PROVIDED RECORDS:
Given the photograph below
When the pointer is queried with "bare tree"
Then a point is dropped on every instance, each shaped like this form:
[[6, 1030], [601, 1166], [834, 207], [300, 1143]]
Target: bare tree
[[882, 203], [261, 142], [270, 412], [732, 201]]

EXERCISE PROMPT: Please repeat all the records above exactly as they appear.

EXERCISE ANSWER:
Given the photograph below
When the pointer is queried with "bare tree"
Then a point is dropped on every instance, each shaped like this form:
[[6, 1030], [601, 1166], [834, 207], [300, 1143]]
Target: bare tree
[[882, 203], [261, 142], [270, 412], [732, 201]]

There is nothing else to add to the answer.